-- Begin Input data --

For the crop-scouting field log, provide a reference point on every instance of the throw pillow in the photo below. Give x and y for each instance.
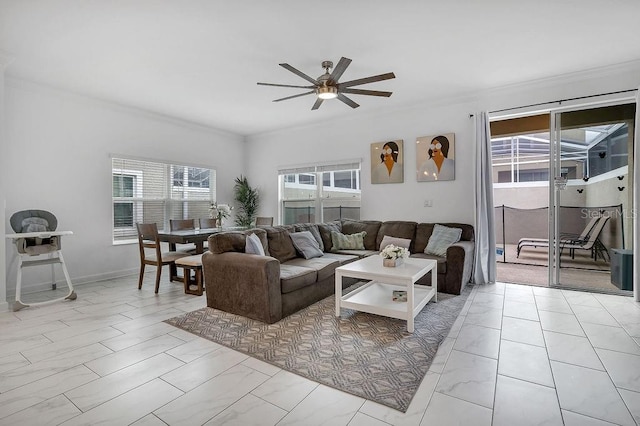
(254, 245)
(306, 244)
(313, 228)
(35, 224)
(340, 241)
(441, 238)
(399, 242)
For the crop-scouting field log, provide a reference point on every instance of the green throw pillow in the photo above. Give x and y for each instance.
(441, 238)
(341, 241)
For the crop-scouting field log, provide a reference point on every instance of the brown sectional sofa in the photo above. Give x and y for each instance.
(269, 288)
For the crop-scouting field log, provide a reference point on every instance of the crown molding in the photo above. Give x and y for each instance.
(570, 77)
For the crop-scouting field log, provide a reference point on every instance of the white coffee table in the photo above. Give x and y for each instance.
(375, 297)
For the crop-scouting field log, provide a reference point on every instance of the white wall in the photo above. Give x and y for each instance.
(68, 139)
(351, 137)
(3, 275)
(57, 159)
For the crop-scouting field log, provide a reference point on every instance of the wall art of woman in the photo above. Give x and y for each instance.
(386, 162)
(435, 158)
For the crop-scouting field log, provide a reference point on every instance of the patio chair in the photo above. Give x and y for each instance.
(564, 238)
(592, 243)
(38, 243)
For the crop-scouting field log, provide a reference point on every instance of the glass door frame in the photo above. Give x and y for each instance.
(556, 184)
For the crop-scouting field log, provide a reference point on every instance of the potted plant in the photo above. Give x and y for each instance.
(248, 201)
(393, 255)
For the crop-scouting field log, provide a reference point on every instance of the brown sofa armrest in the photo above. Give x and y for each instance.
(243, 284)
(459, 266)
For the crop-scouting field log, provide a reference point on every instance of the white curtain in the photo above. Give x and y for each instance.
(484, 270)
(636, 201)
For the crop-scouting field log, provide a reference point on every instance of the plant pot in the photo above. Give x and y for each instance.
(391, 263)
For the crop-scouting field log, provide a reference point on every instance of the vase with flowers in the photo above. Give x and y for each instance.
(393, 255)
(220, 212)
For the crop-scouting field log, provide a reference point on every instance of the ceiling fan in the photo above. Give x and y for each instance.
(327, 86)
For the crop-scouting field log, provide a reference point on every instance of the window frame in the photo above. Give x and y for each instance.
(157, 195)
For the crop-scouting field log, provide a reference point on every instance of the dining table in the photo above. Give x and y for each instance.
(190, 236)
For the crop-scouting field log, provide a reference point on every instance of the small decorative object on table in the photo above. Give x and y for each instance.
(393, 255)
(399, 296)
(220, 212)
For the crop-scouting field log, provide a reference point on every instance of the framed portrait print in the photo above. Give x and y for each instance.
(387, 162)
(435, 158)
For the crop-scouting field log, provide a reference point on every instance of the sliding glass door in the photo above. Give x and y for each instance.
(591, 198)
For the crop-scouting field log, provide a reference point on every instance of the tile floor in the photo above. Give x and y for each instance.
(517, 355)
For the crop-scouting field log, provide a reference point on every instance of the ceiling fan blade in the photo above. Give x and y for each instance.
(286, 85)
(294, 96)
(299, 73)
(339, 69)
(317, 104)
(366, 80)
(347, 101)
(366, 92)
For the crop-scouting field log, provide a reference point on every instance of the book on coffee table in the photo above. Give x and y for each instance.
(399, 296)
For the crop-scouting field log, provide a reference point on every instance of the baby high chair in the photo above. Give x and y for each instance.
(38, 243)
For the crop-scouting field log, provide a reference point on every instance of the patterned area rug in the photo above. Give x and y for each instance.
(366, 355)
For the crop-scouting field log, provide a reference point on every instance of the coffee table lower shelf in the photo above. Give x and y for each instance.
(376, 298)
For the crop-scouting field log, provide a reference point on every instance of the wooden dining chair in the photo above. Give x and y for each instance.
(206, 223)
(179, 225)
(264, 221)
(151, 252)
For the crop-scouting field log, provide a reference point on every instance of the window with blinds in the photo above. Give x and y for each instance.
(320, 192)
(146, 191)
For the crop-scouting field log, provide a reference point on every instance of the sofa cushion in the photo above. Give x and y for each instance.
(342, 241)
(371, 227)
(293, 277)
(398, 242)
(227, 241)
(424, 231)
(441, 238)
(398, 229)
(325, 267)
(305, 244)
(442, 261)
(325, 232)
(253, 245)
(235, 241)
(280, 244)
(313, 228)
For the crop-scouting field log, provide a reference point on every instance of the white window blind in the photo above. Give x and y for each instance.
(155, 192)
(320, 192)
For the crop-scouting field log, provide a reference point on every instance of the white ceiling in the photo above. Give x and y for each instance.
(199, 60)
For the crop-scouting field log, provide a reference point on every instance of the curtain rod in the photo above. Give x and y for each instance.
(559, 101)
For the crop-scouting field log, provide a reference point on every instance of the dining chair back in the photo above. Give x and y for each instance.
(206, 223)
(179, 224)
(151, 252)
(264, 221)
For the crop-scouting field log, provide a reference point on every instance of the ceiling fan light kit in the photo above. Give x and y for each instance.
(327, 92)
(327, 86)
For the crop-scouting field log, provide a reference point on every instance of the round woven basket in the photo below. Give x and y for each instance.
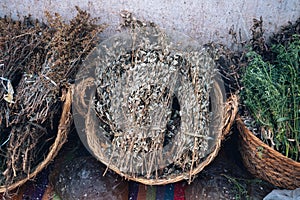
(266, 163)
(140, 151)
(61, 136)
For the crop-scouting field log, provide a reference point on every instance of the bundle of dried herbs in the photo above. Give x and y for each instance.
(155, 112)
(271, 90)
(37, 61)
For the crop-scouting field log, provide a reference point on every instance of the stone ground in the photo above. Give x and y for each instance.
(75, 174)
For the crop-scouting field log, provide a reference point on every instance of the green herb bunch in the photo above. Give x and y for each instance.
(272, 95)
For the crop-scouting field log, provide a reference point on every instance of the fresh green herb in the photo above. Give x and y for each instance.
(272, 94)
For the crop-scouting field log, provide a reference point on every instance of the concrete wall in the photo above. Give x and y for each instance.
(204, 20)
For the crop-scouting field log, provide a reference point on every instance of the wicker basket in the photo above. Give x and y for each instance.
(61, 136)
(266, 163)
(94, 143)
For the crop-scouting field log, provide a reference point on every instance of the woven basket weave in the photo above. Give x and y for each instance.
(61, 137)
(266, 163)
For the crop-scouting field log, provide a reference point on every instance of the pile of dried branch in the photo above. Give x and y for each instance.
(37, 64)
(150, 105)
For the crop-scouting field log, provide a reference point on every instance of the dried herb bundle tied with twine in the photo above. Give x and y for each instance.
(150, 105)
(37, 62)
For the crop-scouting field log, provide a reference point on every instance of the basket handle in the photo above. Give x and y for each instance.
(230, 112)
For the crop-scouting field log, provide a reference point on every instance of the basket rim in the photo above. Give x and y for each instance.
(63, 127)
(253, 137)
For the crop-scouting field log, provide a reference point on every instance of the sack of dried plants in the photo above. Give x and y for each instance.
(38, 63)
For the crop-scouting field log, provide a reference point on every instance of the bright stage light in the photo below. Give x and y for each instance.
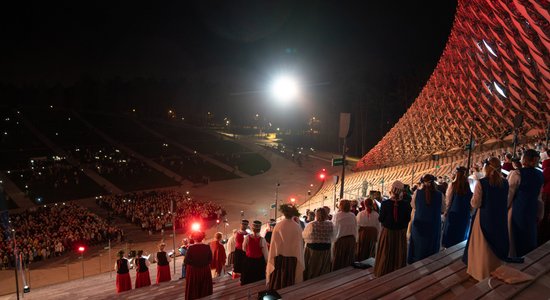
(285, 88)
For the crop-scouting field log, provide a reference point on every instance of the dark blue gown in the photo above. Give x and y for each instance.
(524, 211)
(426, 227)
(493, 214)
(455, 229)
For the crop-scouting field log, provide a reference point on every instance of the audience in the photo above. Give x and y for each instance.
(345, 236)
(285, 265)
(488, 243)
(369, 229)
(318, 238)
(151, 210)
(425, 237)
(52, 230)
(198, 279)
(458, 210)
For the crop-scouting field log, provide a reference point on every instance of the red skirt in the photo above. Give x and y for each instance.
(163, 273)
(143, 279)
(123, 282)
(198, 282)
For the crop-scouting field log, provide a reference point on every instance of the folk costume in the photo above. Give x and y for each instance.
(317, 255)
(525, 208)
(369, 229)
(142, 272)
(285, 265)
(457, 222)
(163, 267)
(198, 280)
(426, 225)
(218, 258)
(395, 215)
(123, 280)
(240, 255)
(230, 249)
(255, 247)
(345, 239)
(488, 243)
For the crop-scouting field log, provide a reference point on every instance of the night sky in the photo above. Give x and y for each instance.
(240, 45)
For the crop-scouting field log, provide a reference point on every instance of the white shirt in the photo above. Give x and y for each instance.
(364, 219)
(127, 263)
(344, 224)
(263, 244)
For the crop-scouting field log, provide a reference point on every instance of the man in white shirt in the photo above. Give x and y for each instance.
(345, 236)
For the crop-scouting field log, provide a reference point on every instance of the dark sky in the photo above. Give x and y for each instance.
(52, 41)
(375, 55)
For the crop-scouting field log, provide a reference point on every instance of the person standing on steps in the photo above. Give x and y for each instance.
(163, 265)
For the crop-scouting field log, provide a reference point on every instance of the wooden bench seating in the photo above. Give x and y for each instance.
(537, 264)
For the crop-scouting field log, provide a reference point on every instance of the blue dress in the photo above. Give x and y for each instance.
(426, 227)
(524, 211)
(493, 214)
(455, 229)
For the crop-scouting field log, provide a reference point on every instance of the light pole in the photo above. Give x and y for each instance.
(81, 249)
(15, 259)
(276, 198)
(471, 143)
(173, 232)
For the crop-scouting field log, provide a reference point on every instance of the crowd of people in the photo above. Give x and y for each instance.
(50, 231)
(152, 210)
(46, 174)
(499, 213)
(109, 161)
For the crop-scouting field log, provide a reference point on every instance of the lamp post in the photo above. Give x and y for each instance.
(471, 143)
(15, 258)
(276, 198)
(81, 249)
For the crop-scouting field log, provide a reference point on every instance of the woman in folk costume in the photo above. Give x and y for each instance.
(457, 214)
(122, 268)
(240, 255)
(426, 223)
(218, 255)
(183, 250)
(525, 204)
(488, 243)
(345, 236)
(318, 238)
(163, 265)
(369, 229)
(198, 278)
(285, 265)
(142, 270)
(395, 215)
(255, 247)
(230, 248)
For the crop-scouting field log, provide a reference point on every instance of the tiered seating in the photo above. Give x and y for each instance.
(441, 276)
(380, 179)
(537, 264)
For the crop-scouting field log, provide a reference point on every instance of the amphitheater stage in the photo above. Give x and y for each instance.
(440, 276)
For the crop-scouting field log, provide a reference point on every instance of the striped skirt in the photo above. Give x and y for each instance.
(284, 274)
(344, 252)
(392, 251)
(317, 263)
(366, 246)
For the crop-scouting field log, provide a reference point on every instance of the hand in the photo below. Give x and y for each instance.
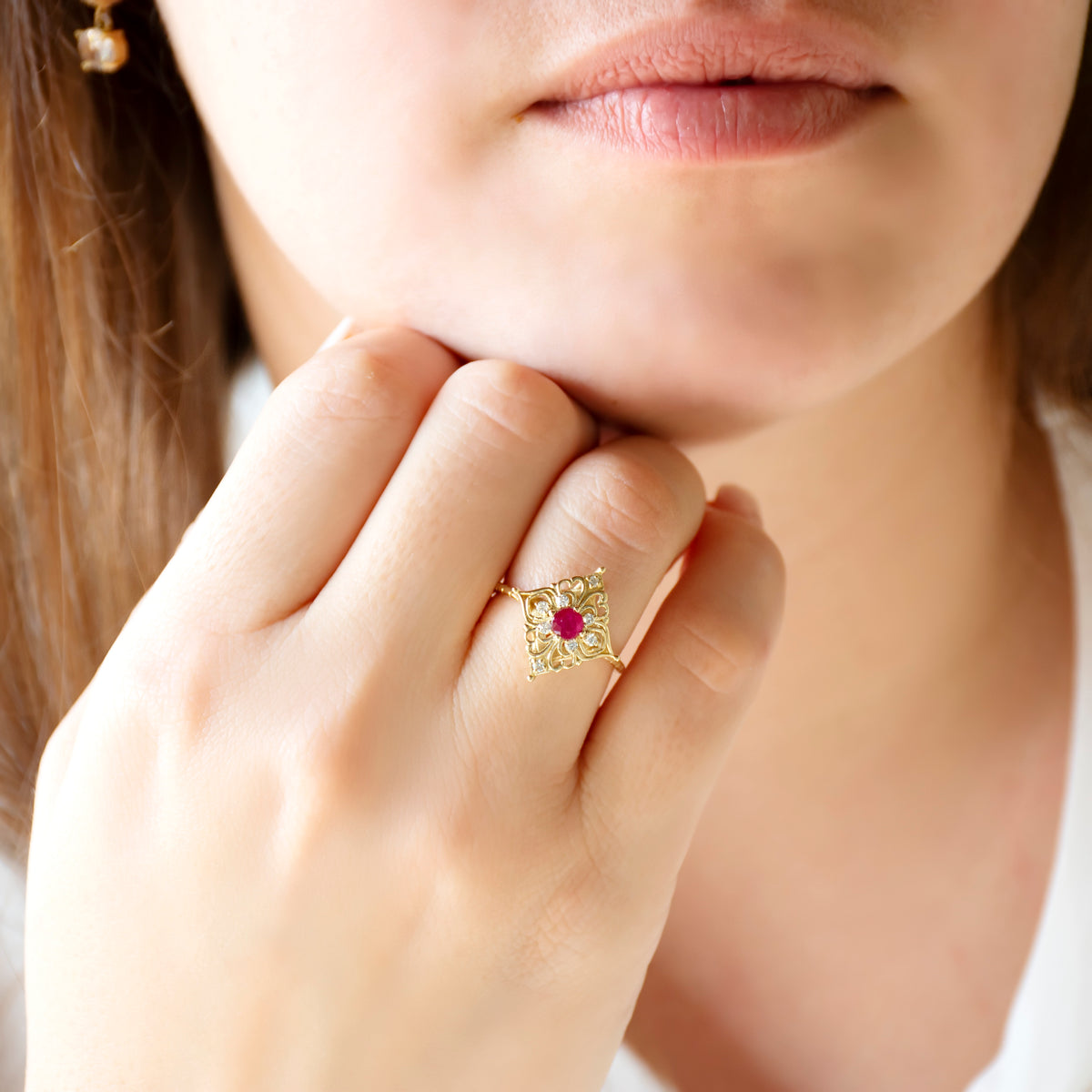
(310, 827)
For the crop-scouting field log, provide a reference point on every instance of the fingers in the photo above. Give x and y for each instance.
(660, 738)
(307, 476)
(631, 506)
(416, 579)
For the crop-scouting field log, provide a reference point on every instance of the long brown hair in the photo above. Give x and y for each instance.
(120, 323)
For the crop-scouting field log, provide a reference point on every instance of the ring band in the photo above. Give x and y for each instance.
(566, 622)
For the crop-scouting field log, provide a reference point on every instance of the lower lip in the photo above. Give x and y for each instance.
(705, 121)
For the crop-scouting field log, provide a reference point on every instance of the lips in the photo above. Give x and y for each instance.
(724, 52)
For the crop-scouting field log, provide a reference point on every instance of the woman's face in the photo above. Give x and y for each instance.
(389, 151)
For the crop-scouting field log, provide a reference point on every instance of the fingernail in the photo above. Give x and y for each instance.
(339, 333)
(734, 498)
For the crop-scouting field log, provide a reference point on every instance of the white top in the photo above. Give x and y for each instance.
(1047, 1043)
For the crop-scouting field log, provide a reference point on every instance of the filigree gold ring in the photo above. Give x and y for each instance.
(566, 622)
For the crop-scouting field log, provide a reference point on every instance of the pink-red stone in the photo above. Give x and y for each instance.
(568, 623)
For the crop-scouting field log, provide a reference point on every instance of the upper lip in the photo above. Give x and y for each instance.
(711, 49)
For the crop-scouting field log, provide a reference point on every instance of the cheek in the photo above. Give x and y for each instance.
(376, 157)
(339, 123)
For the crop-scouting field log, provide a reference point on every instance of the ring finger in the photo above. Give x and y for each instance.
(632, 506)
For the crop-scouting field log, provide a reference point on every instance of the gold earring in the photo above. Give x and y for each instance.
(102, 47)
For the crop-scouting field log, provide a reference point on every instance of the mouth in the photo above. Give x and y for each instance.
(726, 50)
(720, 87)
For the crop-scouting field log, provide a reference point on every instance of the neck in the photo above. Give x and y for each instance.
(891, 505)
(906, 509)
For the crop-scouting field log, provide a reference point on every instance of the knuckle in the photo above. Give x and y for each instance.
(505, 403)
(172, 678)
(349, 383)
(632, 506)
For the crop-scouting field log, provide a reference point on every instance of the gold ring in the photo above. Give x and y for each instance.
(566, 622)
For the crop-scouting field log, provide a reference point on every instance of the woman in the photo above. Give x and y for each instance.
(304, 820)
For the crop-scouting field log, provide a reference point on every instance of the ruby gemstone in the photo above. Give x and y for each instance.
(568, 623)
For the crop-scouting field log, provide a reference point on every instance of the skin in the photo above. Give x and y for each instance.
(817, 330)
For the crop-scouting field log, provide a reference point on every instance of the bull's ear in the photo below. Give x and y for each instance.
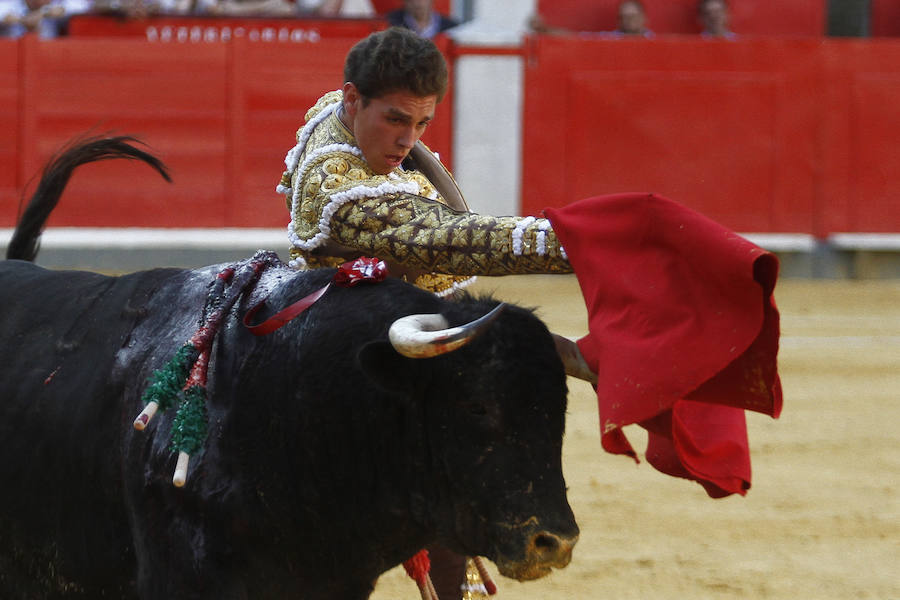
(386, 368)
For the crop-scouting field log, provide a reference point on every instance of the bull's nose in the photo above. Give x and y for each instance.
(550, 549)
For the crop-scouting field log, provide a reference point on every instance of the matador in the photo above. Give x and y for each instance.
(341, 209)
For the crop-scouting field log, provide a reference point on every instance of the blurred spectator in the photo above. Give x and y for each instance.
(713, 15)
(271, 8)
(420, 16)
(47, 18)
(631, 21)
(140, 9)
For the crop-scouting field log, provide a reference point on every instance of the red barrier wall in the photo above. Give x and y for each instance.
(221, 115)
(884, 17)
(760, 17)
(767, 135)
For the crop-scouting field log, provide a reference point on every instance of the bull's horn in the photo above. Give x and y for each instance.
(424, 336)
(572, 359)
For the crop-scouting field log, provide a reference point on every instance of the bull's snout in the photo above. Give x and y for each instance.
(544, 551)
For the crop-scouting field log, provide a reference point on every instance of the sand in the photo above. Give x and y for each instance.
(822, 519)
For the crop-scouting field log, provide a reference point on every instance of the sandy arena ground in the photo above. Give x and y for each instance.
(822, 520)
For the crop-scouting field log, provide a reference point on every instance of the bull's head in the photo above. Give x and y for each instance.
(520, 439)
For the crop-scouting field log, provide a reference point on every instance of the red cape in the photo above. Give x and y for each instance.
(683, 332)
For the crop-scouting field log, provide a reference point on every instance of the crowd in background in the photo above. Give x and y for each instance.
(632, 21)
(48, 17)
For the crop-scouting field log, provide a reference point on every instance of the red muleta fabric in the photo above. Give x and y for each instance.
(683, 332)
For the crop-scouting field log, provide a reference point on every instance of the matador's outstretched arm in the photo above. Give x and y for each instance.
(424, 234)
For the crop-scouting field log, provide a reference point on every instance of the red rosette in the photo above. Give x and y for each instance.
(362, 269)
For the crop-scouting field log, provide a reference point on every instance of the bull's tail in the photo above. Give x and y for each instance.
(24, 243)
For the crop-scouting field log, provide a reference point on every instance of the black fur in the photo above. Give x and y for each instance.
(329, 460)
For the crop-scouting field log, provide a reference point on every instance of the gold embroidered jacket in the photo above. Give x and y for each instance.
(340, 209)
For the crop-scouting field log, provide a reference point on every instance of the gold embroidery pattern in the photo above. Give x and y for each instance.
(432, 237)
(417, 231)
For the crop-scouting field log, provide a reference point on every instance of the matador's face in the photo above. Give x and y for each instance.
(386, 128)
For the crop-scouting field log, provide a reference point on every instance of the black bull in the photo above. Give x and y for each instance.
(330, 458)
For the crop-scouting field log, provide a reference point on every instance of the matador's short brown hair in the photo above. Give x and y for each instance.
(396, 59)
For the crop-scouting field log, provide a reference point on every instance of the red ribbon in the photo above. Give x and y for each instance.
(348, 274)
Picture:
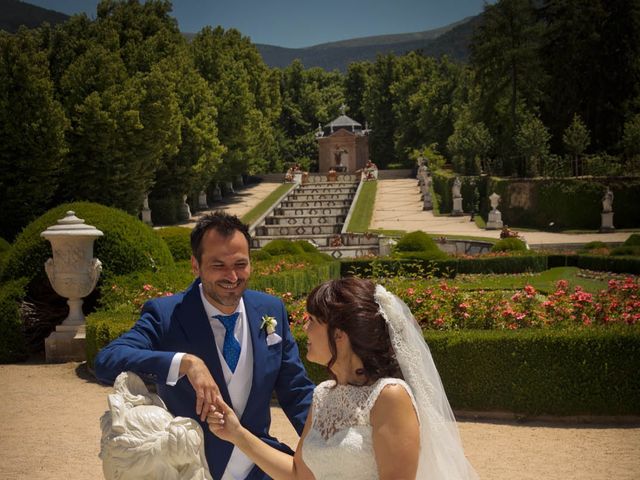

-- End Input data --

Required work:
Count the lines in the material above that contain the string "dark", matching case exactly. Reply with the number alone.

Output for this exercise:
2